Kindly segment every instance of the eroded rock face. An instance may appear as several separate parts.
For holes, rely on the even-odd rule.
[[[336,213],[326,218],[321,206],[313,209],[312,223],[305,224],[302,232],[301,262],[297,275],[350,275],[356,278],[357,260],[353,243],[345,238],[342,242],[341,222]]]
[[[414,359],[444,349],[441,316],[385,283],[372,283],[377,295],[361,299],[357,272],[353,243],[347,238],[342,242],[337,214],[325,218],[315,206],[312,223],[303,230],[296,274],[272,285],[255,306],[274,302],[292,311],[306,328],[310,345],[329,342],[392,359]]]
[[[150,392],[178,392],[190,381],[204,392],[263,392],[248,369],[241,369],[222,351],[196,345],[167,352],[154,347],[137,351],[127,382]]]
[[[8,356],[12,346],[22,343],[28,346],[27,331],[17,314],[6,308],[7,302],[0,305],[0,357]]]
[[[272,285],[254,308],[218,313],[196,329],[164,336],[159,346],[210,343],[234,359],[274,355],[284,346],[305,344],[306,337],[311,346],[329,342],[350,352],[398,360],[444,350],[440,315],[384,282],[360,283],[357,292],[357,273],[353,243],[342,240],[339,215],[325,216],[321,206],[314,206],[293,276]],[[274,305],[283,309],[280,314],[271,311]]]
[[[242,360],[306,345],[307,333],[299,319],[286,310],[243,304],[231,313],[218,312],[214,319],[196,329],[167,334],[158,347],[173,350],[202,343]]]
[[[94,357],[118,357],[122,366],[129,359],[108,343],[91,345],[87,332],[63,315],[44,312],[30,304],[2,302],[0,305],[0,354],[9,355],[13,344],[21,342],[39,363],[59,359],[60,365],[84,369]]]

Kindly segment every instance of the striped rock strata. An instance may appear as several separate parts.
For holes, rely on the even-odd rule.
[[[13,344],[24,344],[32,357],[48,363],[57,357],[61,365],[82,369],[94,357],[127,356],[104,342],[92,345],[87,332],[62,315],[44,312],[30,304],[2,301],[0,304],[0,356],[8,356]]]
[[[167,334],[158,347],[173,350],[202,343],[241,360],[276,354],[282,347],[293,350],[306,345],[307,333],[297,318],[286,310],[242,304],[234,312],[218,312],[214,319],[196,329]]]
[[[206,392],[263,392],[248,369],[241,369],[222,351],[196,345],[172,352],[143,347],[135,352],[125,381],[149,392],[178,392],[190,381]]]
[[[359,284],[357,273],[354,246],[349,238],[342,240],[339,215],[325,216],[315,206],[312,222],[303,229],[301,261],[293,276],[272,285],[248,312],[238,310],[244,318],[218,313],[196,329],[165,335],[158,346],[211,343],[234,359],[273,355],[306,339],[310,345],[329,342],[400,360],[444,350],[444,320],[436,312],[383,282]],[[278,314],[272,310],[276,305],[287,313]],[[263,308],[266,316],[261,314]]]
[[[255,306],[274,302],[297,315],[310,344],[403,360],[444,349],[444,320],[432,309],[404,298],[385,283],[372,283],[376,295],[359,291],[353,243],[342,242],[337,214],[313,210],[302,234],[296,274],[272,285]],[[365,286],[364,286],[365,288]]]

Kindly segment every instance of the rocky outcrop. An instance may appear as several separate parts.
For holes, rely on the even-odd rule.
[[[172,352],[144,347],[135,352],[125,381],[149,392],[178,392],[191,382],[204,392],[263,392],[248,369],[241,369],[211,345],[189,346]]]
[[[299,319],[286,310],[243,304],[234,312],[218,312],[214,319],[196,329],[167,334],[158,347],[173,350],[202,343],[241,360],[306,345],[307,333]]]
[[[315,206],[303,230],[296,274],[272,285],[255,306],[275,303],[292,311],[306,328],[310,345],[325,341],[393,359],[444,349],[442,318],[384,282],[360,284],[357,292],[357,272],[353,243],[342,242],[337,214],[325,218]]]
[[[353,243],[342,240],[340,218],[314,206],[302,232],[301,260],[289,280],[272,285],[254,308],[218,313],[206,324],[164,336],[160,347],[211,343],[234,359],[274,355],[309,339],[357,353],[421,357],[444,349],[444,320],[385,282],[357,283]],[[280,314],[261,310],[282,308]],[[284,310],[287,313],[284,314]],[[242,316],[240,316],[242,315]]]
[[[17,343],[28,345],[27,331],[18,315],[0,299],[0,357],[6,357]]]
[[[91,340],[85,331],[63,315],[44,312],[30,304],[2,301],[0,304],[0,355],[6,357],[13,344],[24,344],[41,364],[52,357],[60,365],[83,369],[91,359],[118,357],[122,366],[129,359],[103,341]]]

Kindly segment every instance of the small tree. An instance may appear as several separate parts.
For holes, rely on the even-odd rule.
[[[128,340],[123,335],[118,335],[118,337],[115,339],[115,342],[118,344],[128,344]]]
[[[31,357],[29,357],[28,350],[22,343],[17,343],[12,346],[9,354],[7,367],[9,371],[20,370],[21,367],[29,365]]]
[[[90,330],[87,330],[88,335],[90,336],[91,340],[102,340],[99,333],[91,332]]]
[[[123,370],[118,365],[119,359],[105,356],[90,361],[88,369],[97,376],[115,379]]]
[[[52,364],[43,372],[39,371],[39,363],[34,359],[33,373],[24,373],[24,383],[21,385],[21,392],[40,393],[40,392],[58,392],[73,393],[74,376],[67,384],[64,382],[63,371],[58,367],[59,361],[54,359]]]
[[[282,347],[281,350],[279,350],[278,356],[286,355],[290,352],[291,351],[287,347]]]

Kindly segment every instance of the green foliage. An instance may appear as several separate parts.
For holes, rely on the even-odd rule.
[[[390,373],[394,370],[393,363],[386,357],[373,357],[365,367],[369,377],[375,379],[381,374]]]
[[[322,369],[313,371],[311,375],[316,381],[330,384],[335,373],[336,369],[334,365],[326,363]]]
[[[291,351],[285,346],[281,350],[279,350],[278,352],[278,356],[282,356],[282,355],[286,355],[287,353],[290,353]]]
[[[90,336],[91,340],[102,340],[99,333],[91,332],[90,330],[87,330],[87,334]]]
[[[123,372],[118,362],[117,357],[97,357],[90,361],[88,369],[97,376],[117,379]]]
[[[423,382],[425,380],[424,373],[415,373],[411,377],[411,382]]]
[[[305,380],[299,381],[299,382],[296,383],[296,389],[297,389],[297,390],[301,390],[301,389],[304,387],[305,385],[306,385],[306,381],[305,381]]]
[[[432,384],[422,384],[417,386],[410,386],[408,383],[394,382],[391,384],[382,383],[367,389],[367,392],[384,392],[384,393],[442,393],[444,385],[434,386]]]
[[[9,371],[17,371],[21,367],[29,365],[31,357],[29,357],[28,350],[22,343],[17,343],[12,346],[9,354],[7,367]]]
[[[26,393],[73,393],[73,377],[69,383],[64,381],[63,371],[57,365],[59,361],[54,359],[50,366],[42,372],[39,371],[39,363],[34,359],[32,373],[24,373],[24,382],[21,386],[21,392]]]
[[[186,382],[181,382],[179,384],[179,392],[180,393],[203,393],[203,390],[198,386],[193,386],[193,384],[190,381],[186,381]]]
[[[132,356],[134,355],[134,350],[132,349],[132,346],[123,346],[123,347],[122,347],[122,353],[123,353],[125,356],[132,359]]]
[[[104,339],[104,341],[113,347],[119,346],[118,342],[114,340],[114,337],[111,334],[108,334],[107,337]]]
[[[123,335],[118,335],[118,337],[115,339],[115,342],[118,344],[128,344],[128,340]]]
-------------------------
● **DIRECTIONS FOR THIS TASK**: Copy each line of the data above without altering a single character.

● **SOLUTION FOR THIS PROBLEM**:
Kindly segment every instance of the eroded rock face. An instance may appear as several separate parts.
For holes, rely on the even-odd rule.
[[[336,213],[326,218],[321,206],[313,209],[312,223],[305,224],[302,232],[301,262],[297,275],[350,275],[356,278],[357,260],[353,243],[345,238],[342,242],[341,222]]]
[[[414,359],[444,349],[441,316],[385,283],[372,283],[377,295],[361,299],[357,272],[353,243],[347,238],[342,242],[337,214],[325,218],[315,206],[312,223],[303,230],[296,274],[272,285],[255,306],[274,302],[292,311],[306,328],[310,345],[329,342],[392,359]]]
[[[150,392],[178,392],[190,381],[204,392],[263,392],[248,369],[241,369],[222,351],[196,345],[167,352],[154,347],[137,351],[127,382]]]
[[[8,356],[12,346],[22,343],[28,346],[27,331],[17,314],[6,308],[7,302],[0,305],[0,357]]]
[[[272,285],[254,308],[218,313],[196,329],[164,336],[159,346],[210,343],[234,359],[274,355],[284,346],[305,344],[306,337],[311,346],[329,342],[350,352],[398,360],[444,350],[440,315],[384,282],[360,283],[357,292],[357,273],[353,243],[342,240],[339,215],[325,216],[321,206],[314,206],[293,276]],[[274,305],[283,309],[280,314],[271,311]]]
[[[242,360],[306,345],[307,333],[299,319],[286,310],[243,304],[231,313],[218,312],[214,319],[196,329],[167,334],[158,347],[173,350],[202,343]]]
[[[94,357],[118,357],[122,366],[129,359],[108,343],[91,345],[87,332],[63,315],[44,312],[30,304],[2,302],[0,305],[0,354],[9,355],[13,344],[21,342],[39,363],[59,359],[60,365],[84,369]]]

Kindly segment every instance of the striped rock strata. An instance may appear as several separate parts.
For holes, rely on the even-odd rule.
[[[13,344],[24,344],[32,357],[48,363],[57,357],[61,365],[82,369],[94,357],[127,356],[104,342],[92,345],[87,332],[62,315],[44,312],[30,304],[2,301],[0,304],[0,356],[8,356]]]
[[[167,334],[158,347],[173,350],[202,343],[241,360],[276,354],[282,347],[293,350],[306,345],[307,333],[297,318],[286,310],[242,304],[234,312],[218,312],[214,319],[196,329]]]
[[[206,392],[263,392],[248,369],[241,369],[222,351],[196,345],[172,352],[143,347],[135,352],[125,381],[149,392],[178,392],[190,381]]]
[[[359,284],[357,273],[354,246],[349,238],[342,240],[339,215],[325,216],[315,206],[312,222],[303,229],[301,261],[293,276],[272,285],[248,312],[238,310],[244,318],[218,313],[196,329],[165,335],[158,346],[211,343],[234,359],[273,355],[306,339],[310,345],[329,342],[400,360],[444,350],[444,320],[436,312],[383,282]],[[278,314],[272,310],[276,305],[287,313]],[[263,308],[266,316],[261,314]]]
[[[255,306],[274,302],[297,315],[310,344],[403,360],[444,349],[444,320],[432,309],[404,298],[385,283],[372,283],[376,295],[359,291],[353,243],[342,242],[337,214],[313,210],[302,234],[296,274],[272,285]],[[365,286],[364,286],[365,288]]]

Kindly segment every instance of the rocky outcrop. An instance may appear as several separate parts.
For holes, rely on the even-odd rule.
[[[172,352],[144,347],[135,352],[125,381],[149,392],[178,392],[191,382],[204,392],[263,392],[248,369],[241,369],[211,345],[189,346]]]
[[[299,319],[286,310],[243,304],[234,312],[218,312],[214,319],[196,329],[167,334],[158,347],[173,350],[202,343],[241,360],[306,345],[307,333]]]
[[[315,206],[303,230],[296,274],[272,285],[255,306],[275,303],[292,311],[306,328],[310,345],[325,341],[393,359],[444,349],[442,318],[384,282],[360,284],[357,292],[357,272],[353,243],[342,242],[337,214],[325,218]]]
[[[353,243],[342,240],[340,218],[314,206],[302,232],[301,260],[289,280],[272,285],[254,308],[218,313],[206,324],[164,336],[160,347],[211,343],[234,359],[274,355],[309,339],[357,353],[421,357],[444,349],[444,320],[385,282],[357,283]],[[280,314],[261,310],[282,308]],[[284,310],[287,313],[284,314]],[[242,316],[240,316],[242,315]]]
[[[17,343],[28,345],[27,331],[18,315],[0,299],[0,357],[6,357]]]
[[[91,340],[85,331],[63,315],[44,312],[30,304],[2,301],[0,304],[0,355],[6,357],[13,344],[24,344],[41,364],[52,357],[60,365],[83,369],[91,359],[118,357],[122,366],[129,359],[103,341]]]

Kindly segment every instance of the small tree. An instance may appear as several separate parts.
For holes, rely on the even-odd rule.
[[[128,340],[123,335],[118,335],[118,337],[115,339],[115,342],[118,344],[128,344]]]
[[[31,357],[29,357],[28,350],[22,343],[17,343],[12,346],[9,354],[7,367],[9,371],[20,370],[21,367],[29,365]]]
[[[90,330],[87,330],[88,335],[90,336],[91,340],[102,340],[99,333],[91,332]]]
[[[123,370],[118,365],[119,359],[105,356],[90,361],[88,369],[97,376],[115,379]]]
[[[52,364],[43,372],[39,371],[39,363],[34,359],[33,373],[24,373],[24,383],[21,385],[21,392],[40,393],[40,392],[58,392],[73,393],[74,376],[67,384],[64,382],[63,371],[58,367],[59,361],[54,359]]]
[[[282,347],[281,350],[279,350],[278,356],[286,355],[290,352],[291,351],[287,347]]]

Kindly segment every instance of the green foliage. An instance may appear as several separate parts.
For holes, rely on the even-odd rule.
[[[390,373],[394,370],[393,363],[386,357],[373,357],[365,367],[369,377],[375,379],[381,374]]]
[[[322,369],[313,371],[311,375],[316,381],[330,384],[335,373],[336,369],[334,365],[326,363]]]
[[[291,351],[285,346],[281,350],[279,350],[278,352],[278,356],[282,356],[282,355],[286,355],[287,353],[290,353]]]
[[[90,336],[91,340],[102,340],[99,333],[91,332],[90,330],[87,330],[87,334]]]
[[[123,372],[118,362],[117,357],[97,357],[90,361],[88,369],[97,376],[117,379]]]
[[[423,382],[425,380],[424,373],[415,373],[411,377],[411,382]]]
[[[305,380],[299,381],[299,382],[296,383],[296,389],[297,389],[297,390],[301,390],[301,389],[304,387],[305,385],[306,385],[306,381],[305,381]]]
[[[432,384],[422,384],[417,386],[410,386],[408,383],[394,382],[391,384],[382,383],[367,389],[367,392],[384,392],[384,393],[442,393],[444,385],[434,386]]]
[[[9,371],[17,371],[21,367],[29,365],[31,357],[29,357],[28,350],[22,343],[17,343],[12,346],[9,354],[7,367]]]
[[[26,393],[73,393],[73,377],[69,383],[64,381],[63,371],[57,365],[59,361],[54,359],[50,366],[42,372],[39,371],[39,363],[34,359],[32,373],[24,373],[24,382],[21,386],[21,392]]]
[[[186,382],[181,382],[179,384],[179,392],[180,393],[203,393],[203,390],[198,386],[193,386],[193,384],[190,381],[186,381]]]
[[[132,356],[134,355],[134,350],[132,349],[132,346],[123,346],[123,347],[122,347],[122,353],[123,353],[125,356],[132,359]]]
[[[104,339],[104,341],[113,347],[119,346],[118,342],[114,340],[114,337],[111,334],[108,334],[107,337]]]
[[[123,335],[118,335],[118,337],[115,339],[115,342],[118,344],[128,344],[128,340]]]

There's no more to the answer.